### Your task:
Report each line below that carries the word "mask".

### Supplied material:
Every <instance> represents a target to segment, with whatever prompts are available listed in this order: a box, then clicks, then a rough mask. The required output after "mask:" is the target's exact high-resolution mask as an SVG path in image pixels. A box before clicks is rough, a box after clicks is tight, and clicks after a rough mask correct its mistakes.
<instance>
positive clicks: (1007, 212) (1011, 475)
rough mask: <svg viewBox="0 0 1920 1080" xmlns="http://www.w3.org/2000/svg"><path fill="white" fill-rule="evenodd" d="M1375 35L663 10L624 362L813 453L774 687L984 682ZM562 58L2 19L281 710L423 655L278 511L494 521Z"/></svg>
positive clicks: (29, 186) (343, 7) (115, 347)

### Written response:
Every <instance> represents a target to segment, with whatever prompts are available listed in this order: a box, then clicks, then a rough mask. The required output after "mask:" is the target's exact high-resolution mask as an SVG path in image pixels. A box before clicks is rough, a box after clicks is tight, and clicks after a rough mask correct its mistakes.
rough mask: <svg viewBox="0 0 1920 1080" xmlns="http://www.w3.org/2000/svg"><path fill="white" fill-rule="evenodd" d="M1375 35L663 10L624 362L813 453L774 687L984 682ZM562 58L2 19L281 710L423 655L278 511L494 521Z"/></svg>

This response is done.